Short task>
Rewrite the rows from the line with "Examine the photograph above for the presence of any cow." through the end of the rows, substituting "image" for every "photograph" and changing nothing else. Leave the pictures out.

Entries from an annotation dataset>
▼

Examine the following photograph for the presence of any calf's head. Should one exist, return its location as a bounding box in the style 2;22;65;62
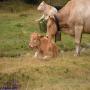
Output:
37;1;46;11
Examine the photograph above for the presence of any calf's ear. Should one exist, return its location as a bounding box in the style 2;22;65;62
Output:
39;35;44;38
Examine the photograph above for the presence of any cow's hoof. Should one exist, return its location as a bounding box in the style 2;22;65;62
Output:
74;53;80;57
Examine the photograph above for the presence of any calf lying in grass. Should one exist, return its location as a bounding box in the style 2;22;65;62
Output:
29;33;58;59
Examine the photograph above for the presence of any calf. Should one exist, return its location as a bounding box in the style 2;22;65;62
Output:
29;32;58;59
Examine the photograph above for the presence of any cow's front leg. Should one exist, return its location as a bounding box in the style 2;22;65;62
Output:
75;25;83;56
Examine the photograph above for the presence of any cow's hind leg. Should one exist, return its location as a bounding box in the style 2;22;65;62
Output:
75;25;83;56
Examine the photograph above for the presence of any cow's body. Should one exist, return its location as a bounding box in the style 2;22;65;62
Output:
52;0;90;55
29;33;58;59
36;1;57;21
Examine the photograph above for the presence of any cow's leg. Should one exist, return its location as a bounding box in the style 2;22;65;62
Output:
75;25;83;56
34;51;39;58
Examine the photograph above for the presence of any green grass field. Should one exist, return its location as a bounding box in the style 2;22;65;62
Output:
0;2;90;90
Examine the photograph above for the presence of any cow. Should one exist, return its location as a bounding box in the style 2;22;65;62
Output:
46;16;57;40
29;32;58;59
36;1;57;21
48;0;90;56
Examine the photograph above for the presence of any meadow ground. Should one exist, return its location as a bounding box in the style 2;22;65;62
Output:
0;7;90;90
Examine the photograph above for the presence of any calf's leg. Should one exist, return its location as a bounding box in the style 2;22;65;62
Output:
75;25;83;56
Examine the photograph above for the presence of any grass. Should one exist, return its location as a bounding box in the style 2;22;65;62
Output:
0;1;90;90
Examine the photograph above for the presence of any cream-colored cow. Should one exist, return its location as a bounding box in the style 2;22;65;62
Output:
36;1;57;21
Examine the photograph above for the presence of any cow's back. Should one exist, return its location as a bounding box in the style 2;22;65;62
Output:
57;0;90;33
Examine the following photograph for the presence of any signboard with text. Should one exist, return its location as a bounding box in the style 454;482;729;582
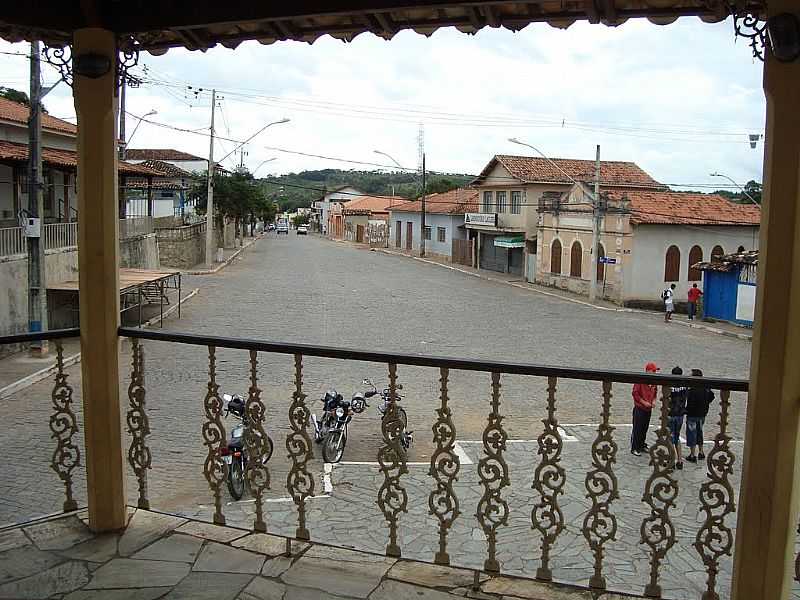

▲

Reply>
Examine the image above for the presence of any cow. Should one exist, return its location as a bounding box in the style 2;22;65;62
Output:
46;16;57;40
29;32;58;59
36;1;57;21
48;0;90;56
Examine the image above for the presence of any meadow ground. Should one exist, return its location as a bounding box in the style 2;22;65;62
Output:
0;7;90;90
Examine the image above for the presence of any calf's leg. Should one exist, return its location as a bounding box in the style 2;22;65;62
Output:
75;25;83;56
Examine the image above for the presence of any grass. Should one exist, return its location as a bounding box in the style 2;22;65;62
Output:
0;1;90;90
Examine the image above for the presence of any cream-colored cow. Should one exist, return its location as a bounding box in the style 2;22;65;62
Output:
36;1;57;21
Examine the image above for the presence of any cow's back. Should one exist, return its location as a bounding box in the style 2;22;65;62
Output:
57;0;90;33
Examine the following image for the presence of any signboard with text. Should one exist, return its location as a bounding box in the style 454;482;729;582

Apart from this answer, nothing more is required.